EXERCISE: Could you restate the entries word for word, without the images?
===== THE RECORDS =====
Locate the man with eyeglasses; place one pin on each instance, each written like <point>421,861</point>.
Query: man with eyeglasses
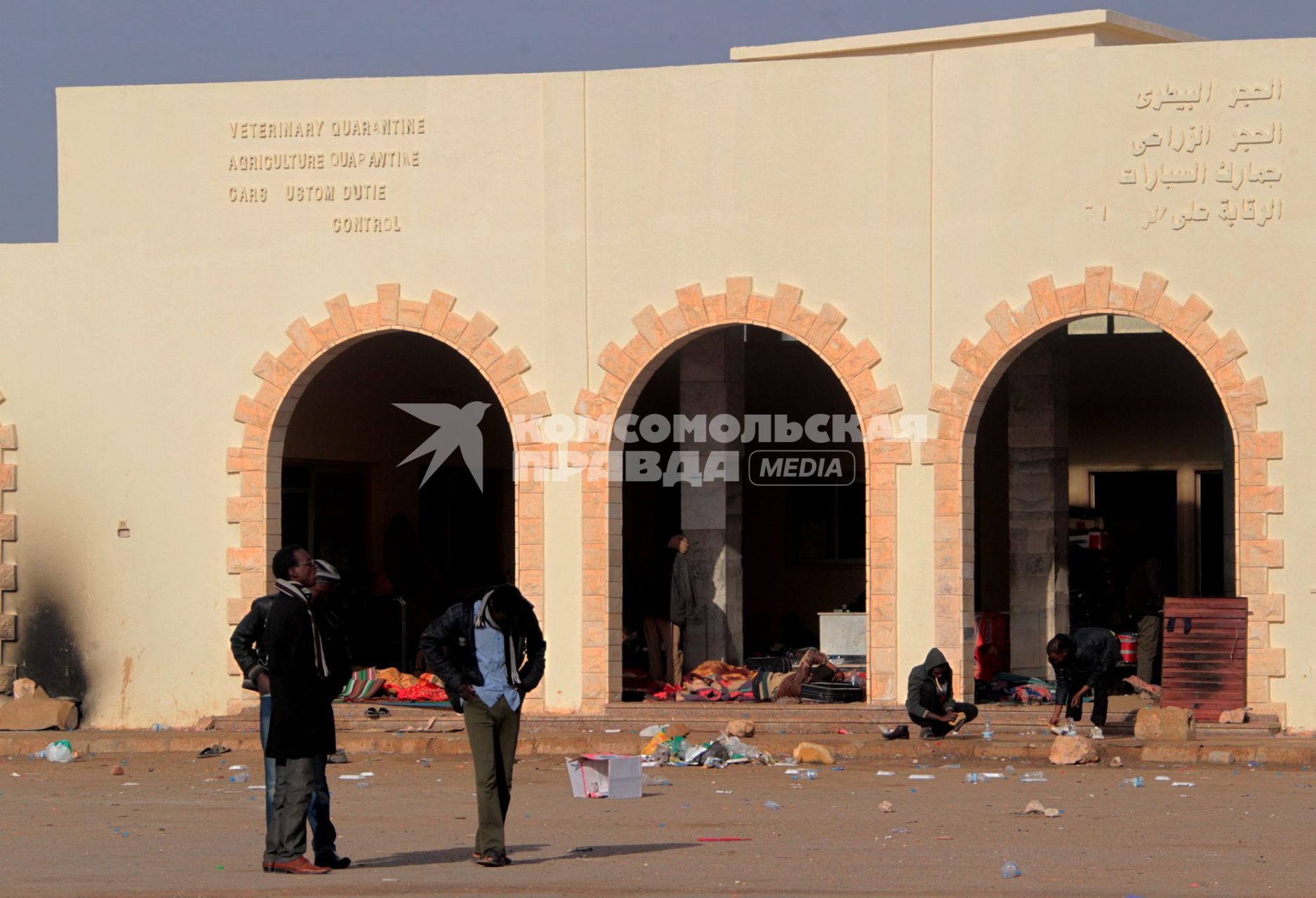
<point>282,645</point>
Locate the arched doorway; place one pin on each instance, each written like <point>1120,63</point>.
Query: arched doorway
<point>448,358</point>
<point>711,330</point>
<point>1036,337</point>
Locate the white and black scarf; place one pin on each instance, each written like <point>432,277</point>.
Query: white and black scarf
<point>486,619</point>
<point>298,591</point>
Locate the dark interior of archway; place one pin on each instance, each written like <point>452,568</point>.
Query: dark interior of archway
<point>406,550</point>
<point>802,546</point>
<point>1145,455</point>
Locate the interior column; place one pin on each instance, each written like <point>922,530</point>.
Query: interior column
<point>712,383</point>
<point>1039,501</point>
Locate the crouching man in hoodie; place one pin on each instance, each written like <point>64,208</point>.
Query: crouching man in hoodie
<point>488,651</point>
<point>931,699</point>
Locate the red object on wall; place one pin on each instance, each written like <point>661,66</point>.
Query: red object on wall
=====
RESPONSE TO THIS TASK:
Locate the man with eyeglasses; place one pin on each instance, each written like <point>421,861</point>.
Query: man with eyeglasses
<point>282,645</point>
Locate the arched doorway; place one pin on each instance, each written like <point>1120,63</point>.
Query: arched doorway
<point>448,358</point>
<point>711,330</point>
<point>1036,337</point>
Locate the white and black scarf; place one pin on each instance, each written like <point>432,277</point>.
Query: white and black scarf
<point>486,619</point>
<point>298,591</point>
Locate the dark interior of archway; place one pin on each instance, each written like <point>452,568</point>.
Query: dark interior of archway
<point>406,550</point>
<point>802,546</point>
<point>1145,455</point>
Locate the interior column; place one pin on each instance, each written like <point>922,530</point>.
Query: interior column
<point>712,383</point>
<point>1039,501</point>
Locate the crouching man in hoodie; place one pin on each instance, each written like <point>64,208</point>.
Query: crouching man in hoodie
<point>488,651</point>
<point>931,699</point>
Locate the red object on wall; place one pin on each instance, each written like <point>661,66</point>.
Query: red object on wall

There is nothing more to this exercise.